**How to complete this task:** Restate every line of the material below word for word, skipping the images.

**Data provided:**
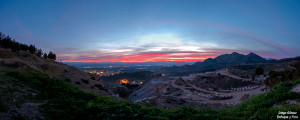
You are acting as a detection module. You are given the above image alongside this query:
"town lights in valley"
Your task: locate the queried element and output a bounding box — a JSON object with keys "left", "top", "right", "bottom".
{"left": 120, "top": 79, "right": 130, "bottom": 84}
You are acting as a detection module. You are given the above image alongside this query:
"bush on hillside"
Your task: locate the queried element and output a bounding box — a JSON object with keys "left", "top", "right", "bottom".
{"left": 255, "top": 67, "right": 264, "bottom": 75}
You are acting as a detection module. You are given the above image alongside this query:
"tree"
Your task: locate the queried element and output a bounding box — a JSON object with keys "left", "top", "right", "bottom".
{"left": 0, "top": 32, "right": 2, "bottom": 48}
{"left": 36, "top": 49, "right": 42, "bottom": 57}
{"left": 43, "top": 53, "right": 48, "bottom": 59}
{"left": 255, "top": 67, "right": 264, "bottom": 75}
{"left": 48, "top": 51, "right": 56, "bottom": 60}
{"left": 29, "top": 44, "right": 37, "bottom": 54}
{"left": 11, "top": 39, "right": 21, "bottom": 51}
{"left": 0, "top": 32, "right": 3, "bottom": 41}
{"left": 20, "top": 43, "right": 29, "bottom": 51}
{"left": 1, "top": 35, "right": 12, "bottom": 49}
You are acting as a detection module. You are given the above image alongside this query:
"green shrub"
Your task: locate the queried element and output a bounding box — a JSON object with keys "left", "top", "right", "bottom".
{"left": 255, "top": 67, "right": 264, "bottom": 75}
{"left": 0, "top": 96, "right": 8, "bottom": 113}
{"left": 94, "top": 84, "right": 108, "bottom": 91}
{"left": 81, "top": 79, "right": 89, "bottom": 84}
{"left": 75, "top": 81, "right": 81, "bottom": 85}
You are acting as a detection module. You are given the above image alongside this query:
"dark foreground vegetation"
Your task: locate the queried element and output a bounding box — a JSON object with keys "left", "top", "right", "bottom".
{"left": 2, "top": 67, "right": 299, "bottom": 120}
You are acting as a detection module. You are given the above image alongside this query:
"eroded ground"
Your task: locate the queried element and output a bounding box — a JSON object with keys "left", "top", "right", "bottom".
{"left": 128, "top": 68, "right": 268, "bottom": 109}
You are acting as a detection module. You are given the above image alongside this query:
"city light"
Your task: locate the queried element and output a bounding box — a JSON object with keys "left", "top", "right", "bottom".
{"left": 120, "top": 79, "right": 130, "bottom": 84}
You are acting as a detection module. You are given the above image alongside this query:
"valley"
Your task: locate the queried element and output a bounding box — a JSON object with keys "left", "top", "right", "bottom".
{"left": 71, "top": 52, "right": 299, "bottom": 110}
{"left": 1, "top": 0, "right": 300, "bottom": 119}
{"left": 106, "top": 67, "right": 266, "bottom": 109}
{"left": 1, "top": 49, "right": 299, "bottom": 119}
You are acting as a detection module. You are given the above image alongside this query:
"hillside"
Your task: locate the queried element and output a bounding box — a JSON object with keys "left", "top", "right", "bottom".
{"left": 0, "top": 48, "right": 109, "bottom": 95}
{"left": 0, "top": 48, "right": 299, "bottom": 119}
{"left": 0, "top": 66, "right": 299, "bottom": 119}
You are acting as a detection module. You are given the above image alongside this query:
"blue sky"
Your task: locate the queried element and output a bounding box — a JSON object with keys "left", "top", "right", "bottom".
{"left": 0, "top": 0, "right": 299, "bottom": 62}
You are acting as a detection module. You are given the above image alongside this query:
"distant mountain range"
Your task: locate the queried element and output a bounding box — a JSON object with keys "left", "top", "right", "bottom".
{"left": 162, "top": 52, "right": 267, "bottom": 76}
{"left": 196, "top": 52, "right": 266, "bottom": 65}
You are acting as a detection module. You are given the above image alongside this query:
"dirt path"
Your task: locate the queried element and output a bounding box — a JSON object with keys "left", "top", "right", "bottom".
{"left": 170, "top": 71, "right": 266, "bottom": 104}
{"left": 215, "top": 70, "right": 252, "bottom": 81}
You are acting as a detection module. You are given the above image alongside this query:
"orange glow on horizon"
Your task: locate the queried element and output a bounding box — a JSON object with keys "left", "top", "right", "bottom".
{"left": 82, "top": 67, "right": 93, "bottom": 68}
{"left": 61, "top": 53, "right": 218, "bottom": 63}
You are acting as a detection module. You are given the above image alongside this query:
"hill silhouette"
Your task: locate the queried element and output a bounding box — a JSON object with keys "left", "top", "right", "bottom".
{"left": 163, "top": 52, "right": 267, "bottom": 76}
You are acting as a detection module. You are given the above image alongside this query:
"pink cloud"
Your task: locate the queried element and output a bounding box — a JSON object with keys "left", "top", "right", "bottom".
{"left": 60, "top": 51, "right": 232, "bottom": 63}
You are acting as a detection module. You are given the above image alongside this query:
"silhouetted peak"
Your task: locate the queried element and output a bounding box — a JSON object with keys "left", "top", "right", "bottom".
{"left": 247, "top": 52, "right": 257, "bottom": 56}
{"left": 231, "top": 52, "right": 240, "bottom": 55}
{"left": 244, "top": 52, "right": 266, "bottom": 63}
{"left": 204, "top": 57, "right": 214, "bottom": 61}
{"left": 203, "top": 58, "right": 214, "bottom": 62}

**Task solution:**
You are acting as a detection module. You are given the above image alongside this query:
"town lights in valley"
Your task: locate the queried element and output a bounding box — a JSON object with keys "left", "top", "right", "bottom".
{"left": 120, "top": 79, "right": 130, "bottom": 84}
You are acting as a detection module. You are given the above image alongside this query:
"bush on hillside"
Your task: locate the queried element and output a bounding box — a JSON object with keys "left", "top", "right", "bottom".
{"left": 255, "top": 67, "right": 264, "bottom": 75}
You are acting as a detection module. You are given the above image alongside this query:
"tree"
Your task: locate the queried element and output a bounding box — a JSON object with keys "left", "top", "right", "bottom".
{"left": 0, "top": 32, "right": 2, "bottom": 48}
{"left": 36, "top": 49, "right": 42, "bottom": 57}
{"left": 43, "top": 53, "right": 48, "bottom": 59}
{"left": 255, "top": 67, "right": 264, "bottom": 75}
{"left": 48, "top": 51, "right": 56, "bottom": 60}
{"left": 29, "top": 44, "right": 37, "bottom": 54}
{"left": 11, "top": 39, "right": 21, "bottom": 51}
{"left": 0, "top": 32, "right": 3, "bottom": 41}
{"left": 20, "top": 43, "right": 29, "bottom": 51}
{"left": 1, "top": 35, "right": 12, "bottom": 49}
You are acting as a detection module. You are given the above image alongside this query:
"green shrub"
Your task: locate the queried element and output a bounding box — a JSON object with keys "left", "top", "right", "bottom".
{"left": 255, "top": 67, "right": 264, "bottom": 75}
{"left": 0, "top": 96, "right": 8, "bottom": 113}
{"left": 94, "top": 84, "right": 108, "bottom": 91}
{"left": 81, "top": 79, "right": 89, "bottom": 84}
{"left": 75, "top": 81, "right": 81, "bottom": 85}
You are acting as a detection module. You are given the above image alongside this query:
"dark foreground vegetation"
Your task: locate the queried element and output a bounding box — a JSON object with keys "left", "top", "right", "bottom".
{"left": 2, "top": 67, "right": 299, "bottom": 120}
You are acting as a detection module. You are given the above image alongside this query:
"eroded ground"
Your task: locate the queried element and output a bounding box — a JSON object with keys "left", "top", "right", "bottom".
{"left": 128, "top": 68, "right": 268, "bottom": 109}
You are acting as a detection module. You are given the above image alongside this query:
"city light"
Your task: locate the queried element and output a bounding box — a JSON object with keys "left", "top", "right", "bottom".
{"left": 120, "top": 79, "right": 130, "bottom": 84}
You are acting as a detection module. You are given the above image alongside this query:
"valley"
Your task: locate the queried element and output a bounding box — a JSON object with keys "left", "top", "right", "bottom".
{"left": 71, "top": 52, "right": 299, "bottom": 110}
{"left": 1, "top": 0, "right": 300, "bottom": 119}
{"left": 106, "top": 67, "right": 266, "bottom": 109}
{"left": 1, "top": 49, "right": 299, "bottom": 119}
You are acting as a detection module. You are given the above image alongside this query:
"hillside"
Your task: locate the queried element and output a bounding box — a JSON object with keys "left", "top", "right", "bottom".
{"left": 0, "top": 48, "right": 109, "bottom": 95}
{"left": 0, "top": 48, "right": 299, "bottom": 119}
{"left": 0, "top": 66, "right": 299, "bottom": 119}
You are acting as a detection module. You are given the above image alongside this query:
"blue sky"
Your task: locate the queried element and output a bounding box — a JSON object with keys "left", "top", "right", "bottom".
{"left": 0, "top": 0, "right": 299, "bottom": 62}
You are acting as a detection module. You are given the above image alongside this query:
"distant mountain range"
Your task: locate the queried element and output a bounding box — a JSON object with keys "left", "top", "right", "bottom".
{"left": 162, "top": 52, "right": 267, "bottom": 76}
{"left": 196, "top": 52, "right": 266, "bottom": 65}
You are acting as a detection module. You are given the above image alongside this query:
"dirt path"
Your task: locate the queried element and output a bounding box — a JSON object with keys "left", "top", "right", "bottom".
{"left": 170, "top": 71, "right": 266, "bottom": 104}
{"left": 215, "top": 70, "right": 252, "bottom": 81}
You are acting as a detection module. You are given the above image alongside this query:
"orange glow on horizon"
Your task: locate the queried element and output a bounding box — a JSON object with keys "left", "top", "right", "bottom".
{"left": 82, "top": 67, "right": 93, "bottom": 68}
{"left": 61, "top": 53, "right": 218, "bottom": 63}
You are acting as a detection module. You are given the above image alongside this query:
"hill silhouette"
Your task: locate the queried element and output a bounding box — a JSON object with keys "left", "top", "right", "bottom".
{"left": 163, "top": 52, "right": 267, "bottom": 76}
You are acting as a detection module. You are given the above image alongside this query:
"pink cloud"
Your task: locate the queried element and output a bounding box — a JSON object with keys "left", "top", "right", "bottom".
{"left": 60, "top": 51, "right": 232, "bottom": 63}
You are acting as a detection module. You are given the above image alongside this query:
"silhouetted peak"
Your task: locate the queried element and output a bounding box — a JSON object with keys "left", "top", "right", "bottom".
{"left": 247, "top": 52, "right": 257, "bottom": 56}
{"left": 231, "top": 52, "right": 240, "bottom": 55}
{"left": 244, "top": 52, "right": 266, "bottom": 63}
{"left": 204, "top": 57, "right": 214, "bottom": 61}
{"left": 203, "top": 58, "right": 214, "bottom": 62}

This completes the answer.